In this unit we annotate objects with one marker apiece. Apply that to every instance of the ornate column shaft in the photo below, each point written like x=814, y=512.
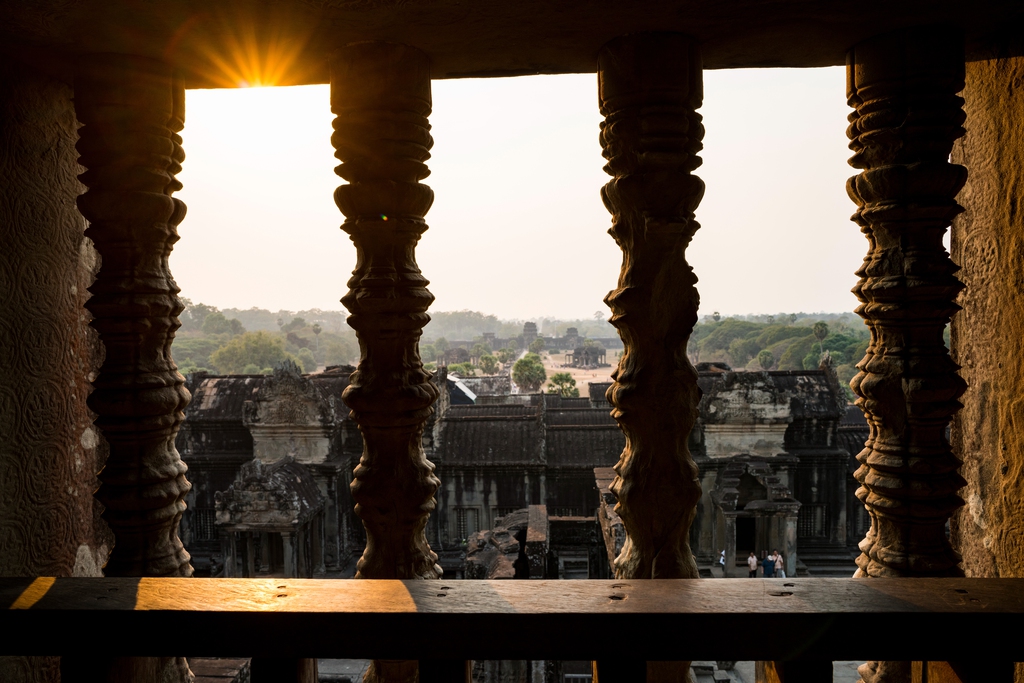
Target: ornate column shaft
x=650, y=86
x=131, y=110
x=903, y=87
x=380, y=93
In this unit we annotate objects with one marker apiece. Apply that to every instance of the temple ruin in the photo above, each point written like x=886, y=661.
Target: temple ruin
x=93, y=139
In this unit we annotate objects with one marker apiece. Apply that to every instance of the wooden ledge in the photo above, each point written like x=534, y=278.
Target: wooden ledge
x=736, y=620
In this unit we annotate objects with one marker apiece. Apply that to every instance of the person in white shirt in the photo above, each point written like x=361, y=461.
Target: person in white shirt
x=779, y=565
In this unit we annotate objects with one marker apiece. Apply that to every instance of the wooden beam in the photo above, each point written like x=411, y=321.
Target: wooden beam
x=920, y=619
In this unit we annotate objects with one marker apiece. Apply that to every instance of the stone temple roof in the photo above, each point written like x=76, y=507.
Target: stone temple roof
x=586, y=446
x=275, y=496
x=798, y=394
x=209, y=43
x=495, y=441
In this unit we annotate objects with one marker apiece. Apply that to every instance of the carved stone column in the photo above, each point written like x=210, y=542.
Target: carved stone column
x=131, y=110
x=380, y=93
x=650, y=86
x=903, y=86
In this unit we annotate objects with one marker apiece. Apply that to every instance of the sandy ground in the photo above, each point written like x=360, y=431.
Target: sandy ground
x=553, y=363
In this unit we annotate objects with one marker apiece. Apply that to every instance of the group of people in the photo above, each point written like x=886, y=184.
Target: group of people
x=772, y=565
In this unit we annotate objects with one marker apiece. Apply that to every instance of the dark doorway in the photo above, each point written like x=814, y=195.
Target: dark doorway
x=745, y=537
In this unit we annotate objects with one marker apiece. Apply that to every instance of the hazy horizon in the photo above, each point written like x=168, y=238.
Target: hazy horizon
x=517, y=226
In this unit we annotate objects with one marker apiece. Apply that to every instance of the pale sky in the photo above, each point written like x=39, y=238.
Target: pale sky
x=518, y=228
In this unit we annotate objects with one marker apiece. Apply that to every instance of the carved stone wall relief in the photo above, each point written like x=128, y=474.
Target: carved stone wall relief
x=49, y=449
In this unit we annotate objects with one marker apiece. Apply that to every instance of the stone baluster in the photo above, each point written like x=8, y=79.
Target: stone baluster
x=650, y=86
x=903, y=87
x=131, y=110
x=380, y=93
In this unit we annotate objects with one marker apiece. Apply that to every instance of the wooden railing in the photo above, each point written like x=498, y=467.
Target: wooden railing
x=815, y=620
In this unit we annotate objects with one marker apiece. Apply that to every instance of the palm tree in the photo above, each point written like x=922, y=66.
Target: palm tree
x=820, y=331
x=316, y=330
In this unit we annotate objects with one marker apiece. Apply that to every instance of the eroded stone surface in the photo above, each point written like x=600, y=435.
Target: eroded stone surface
x=988, y=333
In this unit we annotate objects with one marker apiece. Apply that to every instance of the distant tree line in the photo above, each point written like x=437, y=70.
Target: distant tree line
x=219, y=340
x=785, y=345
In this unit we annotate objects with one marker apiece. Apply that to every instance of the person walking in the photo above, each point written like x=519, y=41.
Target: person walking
x=779, y=564
x=768, y=565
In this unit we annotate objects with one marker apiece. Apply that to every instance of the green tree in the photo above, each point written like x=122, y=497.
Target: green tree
x=796, y=351
x=463, y=369
x=528, y=373
x=563, y=385
x=216, y=324
x=296, y=324
x=194, y=352
x=820, y=331
x=339, y=351
x=488, y=364
x=195, y=314
x=257, y=348
x=316, y=330
x=307, y=360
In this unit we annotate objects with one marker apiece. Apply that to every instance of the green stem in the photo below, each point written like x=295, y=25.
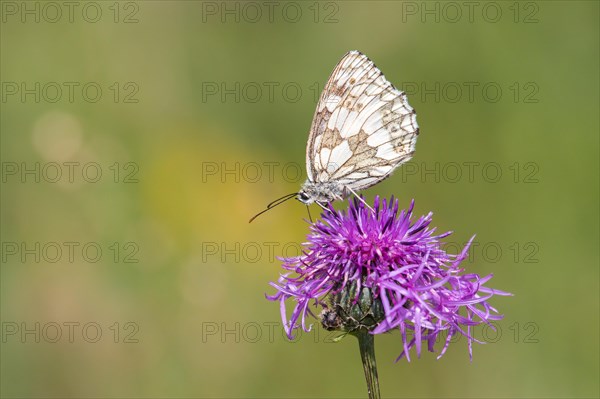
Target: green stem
x=366, y=342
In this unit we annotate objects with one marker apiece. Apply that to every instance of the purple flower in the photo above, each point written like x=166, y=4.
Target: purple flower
x=381, y=271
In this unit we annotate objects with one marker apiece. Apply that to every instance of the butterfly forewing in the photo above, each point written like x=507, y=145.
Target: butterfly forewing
x=363, y=127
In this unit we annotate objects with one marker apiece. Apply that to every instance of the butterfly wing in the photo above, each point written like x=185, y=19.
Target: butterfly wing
x=363, y=127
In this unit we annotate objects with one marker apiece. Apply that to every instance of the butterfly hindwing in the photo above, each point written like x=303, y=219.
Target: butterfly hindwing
x=363, y=127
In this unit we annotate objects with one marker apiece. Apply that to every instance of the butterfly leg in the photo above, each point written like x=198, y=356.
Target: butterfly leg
x=360, y=198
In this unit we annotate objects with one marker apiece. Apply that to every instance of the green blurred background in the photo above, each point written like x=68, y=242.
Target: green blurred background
x=175, y=302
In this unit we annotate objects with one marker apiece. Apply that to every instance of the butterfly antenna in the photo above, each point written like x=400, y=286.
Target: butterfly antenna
x=309, y=216
x=273, y=204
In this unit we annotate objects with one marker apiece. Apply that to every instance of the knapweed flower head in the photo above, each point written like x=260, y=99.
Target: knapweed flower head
x=380, y=270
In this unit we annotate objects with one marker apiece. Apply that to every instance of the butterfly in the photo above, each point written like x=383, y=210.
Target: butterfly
x=362, y=130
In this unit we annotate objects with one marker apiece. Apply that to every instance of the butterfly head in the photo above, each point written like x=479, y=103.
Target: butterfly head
x=304, y=198
x=321, y=192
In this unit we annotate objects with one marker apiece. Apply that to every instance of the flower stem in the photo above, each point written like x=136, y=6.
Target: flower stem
x=366, y=343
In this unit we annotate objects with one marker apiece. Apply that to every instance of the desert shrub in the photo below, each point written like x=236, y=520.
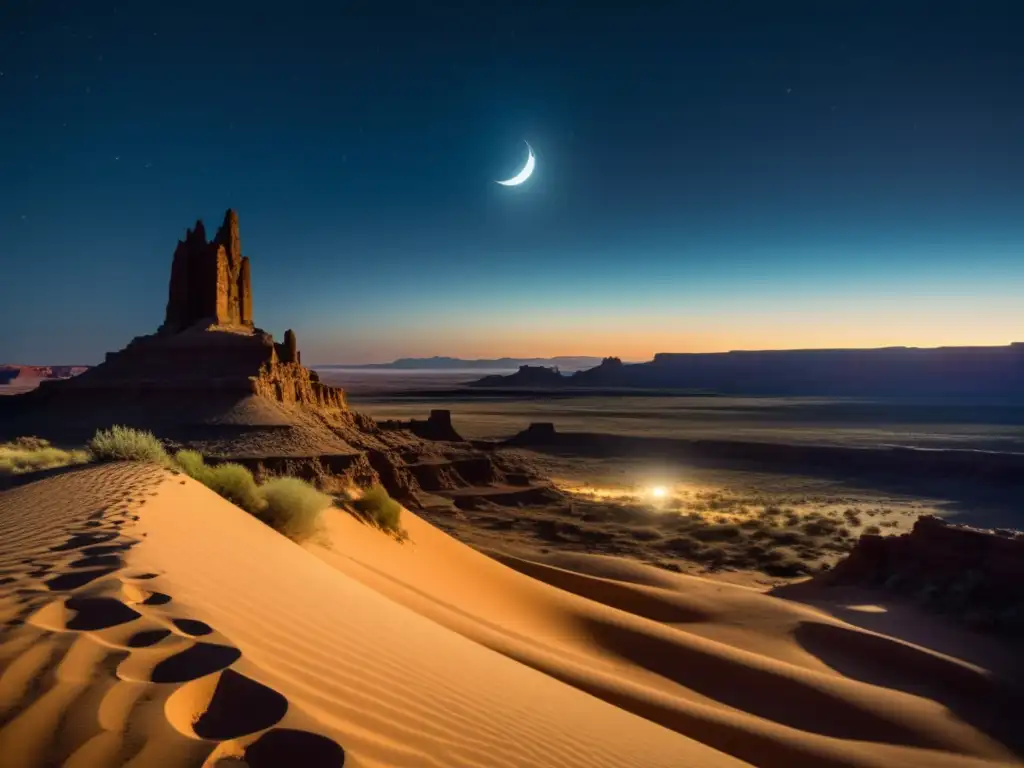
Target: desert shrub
x=821, y=526
x=293, y=506
x=34, y=454
x=717, y=532
x=645, y=535
x=786, y=568
x=193, y=464
x=30, y=442
x=237, y=484
x=380, y=508
x=126, y=443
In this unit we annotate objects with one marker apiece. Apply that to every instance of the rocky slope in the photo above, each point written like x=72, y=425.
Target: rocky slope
x=209, y=379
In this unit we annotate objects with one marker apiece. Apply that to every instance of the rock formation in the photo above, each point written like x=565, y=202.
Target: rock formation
x=210, y=282
x=975, y=573
x=436, y=427
x=207, y=347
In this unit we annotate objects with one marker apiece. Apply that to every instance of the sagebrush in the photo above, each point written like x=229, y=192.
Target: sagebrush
x=34, y=454
x=293, y=506
x=126, y=443
x=380, y=508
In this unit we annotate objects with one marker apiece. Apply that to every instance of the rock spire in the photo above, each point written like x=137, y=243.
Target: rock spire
x=210, y=281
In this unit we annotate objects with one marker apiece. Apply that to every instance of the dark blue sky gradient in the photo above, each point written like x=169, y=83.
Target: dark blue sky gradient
x=710, y=175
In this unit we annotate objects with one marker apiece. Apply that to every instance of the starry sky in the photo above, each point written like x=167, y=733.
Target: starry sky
x=710, y=176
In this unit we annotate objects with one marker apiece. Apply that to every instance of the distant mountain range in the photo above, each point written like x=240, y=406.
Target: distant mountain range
x=567, y=363
x=889, y=372
x=10, y=372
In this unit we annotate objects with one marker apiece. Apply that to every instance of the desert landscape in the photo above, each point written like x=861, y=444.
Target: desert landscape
x=213, y=555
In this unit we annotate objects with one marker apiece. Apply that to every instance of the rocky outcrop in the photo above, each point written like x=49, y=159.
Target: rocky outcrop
x=972, y=572
x=207, y=346
x=292, y=384
x=210, y=281
x=535, y=377
x=289, y=351
x=436, y=427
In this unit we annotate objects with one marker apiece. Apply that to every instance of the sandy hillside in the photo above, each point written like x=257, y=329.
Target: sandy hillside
x=147, y=622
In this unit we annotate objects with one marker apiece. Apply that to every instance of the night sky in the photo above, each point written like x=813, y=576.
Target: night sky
x=710, y=175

--------------------

• _TASK DIRECTIONS_
Please scale the data from its start through the line that contains "x=779, y=565", both ends included. Repeat every line, multiplying each answer coordinate by 2.15 and rounding to a whole number with halves rounded up. Keep all other text and numbers unchanged, and omit the pictures.

• _WORKED SOLUTION_
In this unit we annotate objects with one marker apiece. Apply that to every instance of the ornate column shaft in the photo below, each point written like x=814, y=512.
Target: ornate column shaft
x=1398, y=185
x=282, y=237
x=1941, y=187
x=817, y=200
In this unit we annotate objects with one marker apiece. Apply that to every instance of the temple ruin in the photo above, each point written like x=886, y=661.
Target: temple ruin
x=200, y=299
In this unit we annotate objects with one marker apiece. Apply that to every instance of the wooden ledge in the photo above, each point written like x=534, y=278.
Target: wooden ledge
x=1582, y=1333
In this unit we annotate objects with one marker apiece. Apply that to every instance of the person in white shirt in the photo above, each point written like x=361, y=461.
Target: person in white shirt
x=1675, y=1215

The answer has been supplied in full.